**To do**.
Continue the review of Air Canada's Boeing 787 business class seat below, starting right after its last sentence.

**Excerpt**.
AusBT review: Singapore Airlines SilverKris Lounge, Brisbane Airport


Air Canada’s daily Brisbane-Vancouver flights depart the Queensland capital at 10:40am, to reach Vancouver at 7:10am the same calendar day: a journey of 13hrs 30mins.

The airline also flies daily from Sydney using a Boeing 777-200LR aircraft, and three times per week from Melbourne with a Boeing 787. While the aircraft type may differ on each route, you’ll find near-identical business class seats on each one.


Aboard Air Canada’s Boeing 787-8 jets, 20 business class seats take pride of place at the pointy end, arranged in a 1-2-1 layout which guarantees every passenger direct aisle access.

The 21-inch-wide seat comes adorned with a pillow, blanket and mattress cover on boarding, which you can stash in the overhead locker until it’s time to doze…

… and speaking of storage, you’ll find a pop-open nook to your side, perfect for small items like glasses and smartphones – particularly as there’s a USB port within, allowing you to charge your phone while keeping it out of the way:

Nearby in the same compartment, your headphone plug…

… and an AC power outlet, with enough space around it to accommodate my Microsoft Surface charger, which isn’t always the case on planes when power outlets are tucked away into confined spaces: thumbs up.

More storage is available on the aisle side of your seat, although being an open compartment, it’s better-suited to amenity kits rather than valuables:

There’s a literature pocket in front of you, which could also be a handy place to keep smaller-sized laptops tucked away when not in use or the slippers Air Canada provides…

… along with another small storage compartment on the opposite side of the seat, where you’ll find the safety card…

… and, for use during the flight, a shelf directly in front of you, underneath the entertainment screen…

… which slides out and folds to create a meal table or laptop bench, which was incredibly sturdy, with no ‘table bounce’ problems even when I was typing furiously:

(If this seat looks familiar to you, that’s because it’s a customised version of the Super Diamond seat on which Virgin Australia’s The Business cabin is also moulded from: ditto China Airlines’ business class seats on A350 flights from Australia.)

**Rows**.
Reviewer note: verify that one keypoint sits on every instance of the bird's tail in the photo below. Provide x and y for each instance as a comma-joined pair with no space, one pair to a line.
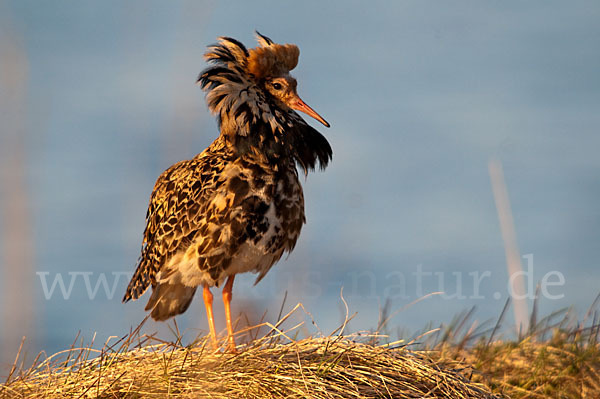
139,283
169,300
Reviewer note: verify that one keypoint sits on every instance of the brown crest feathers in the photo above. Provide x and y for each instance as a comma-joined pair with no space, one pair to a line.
272,59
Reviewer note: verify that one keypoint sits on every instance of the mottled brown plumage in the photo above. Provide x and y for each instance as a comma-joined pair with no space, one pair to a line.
237,206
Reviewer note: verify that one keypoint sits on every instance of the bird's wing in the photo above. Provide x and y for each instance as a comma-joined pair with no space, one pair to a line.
171,221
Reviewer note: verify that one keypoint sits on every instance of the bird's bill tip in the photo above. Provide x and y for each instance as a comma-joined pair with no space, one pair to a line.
301,106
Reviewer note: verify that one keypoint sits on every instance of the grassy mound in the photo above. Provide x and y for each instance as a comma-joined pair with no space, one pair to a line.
554,360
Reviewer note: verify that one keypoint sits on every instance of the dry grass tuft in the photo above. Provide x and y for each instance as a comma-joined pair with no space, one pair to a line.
336,366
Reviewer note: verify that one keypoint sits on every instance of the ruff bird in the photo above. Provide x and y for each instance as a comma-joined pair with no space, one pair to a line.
238,206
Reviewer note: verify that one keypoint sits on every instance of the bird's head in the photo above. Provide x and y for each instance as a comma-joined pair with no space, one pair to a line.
255,99
270,65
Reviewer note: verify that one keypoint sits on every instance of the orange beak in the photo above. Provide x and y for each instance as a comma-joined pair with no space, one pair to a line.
301,106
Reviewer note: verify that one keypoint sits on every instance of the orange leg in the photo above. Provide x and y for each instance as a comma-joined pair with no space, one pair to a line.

**Task response**.
The seat itself is controlled via a touchscreen side panel, with easy shortcut keys for sleeping and landing modes:

Tap “your seat” for English, and use the settings to find your perfect seat position, activate the massage feature, call the crew or adjust the overall ambience of your suite, including window brightness, overhead lighting and floor lights:

The seat also extends into an 80-inch/203cm bed, although you’ll need to handle the mattress pad and blanket set-up yourself, and pyjamas are BYO. Recognising that aircraft don’t fly parallel to the ground – instead, at a slight angle – the upper portion of the seat tilts slightly when in bed mode to offset this, so that the bed ‘feels’ flat when you’re in the sky.

Once you’re settled in, don’t forget about that side control panel, because you can also adjust your mattress from very firm to very soft, depending on your preference: a feature some travellers really appreciate, but not every airline makes available.

However, with a mid-morning departure from Brisbane and an arrival into Vancouver just after midnight local time back in Australia, sleeping on the Canada-bound leg of the journey can be tricky given the time difference, but with a combination of a dark cabin and a comfortable bed, I still managed a four-hour kip, which was more than I’d expected.


The journey begins with an offer of water, juice or Champagne (Laurent-Perrier Brut NV) before take-off…

… followed by another round of drinks in the sky. I opted for Air Canada’s Signature Cocktail, blending Canadian maple syrup, Sprite, ginger ale and bourbon, which comes on the side so you can mix to your taste – not everybody likes strong spirit drinks, after all:

About 90 minutes after take-off, that’s followed by lunch, but if you’re busy working and not ready to dine, you can ask the crew to keep your meal aside until later in the flight: or, you can opt for an express lunch with a starter, salad and cheese all served on the one tray, skipping the main course.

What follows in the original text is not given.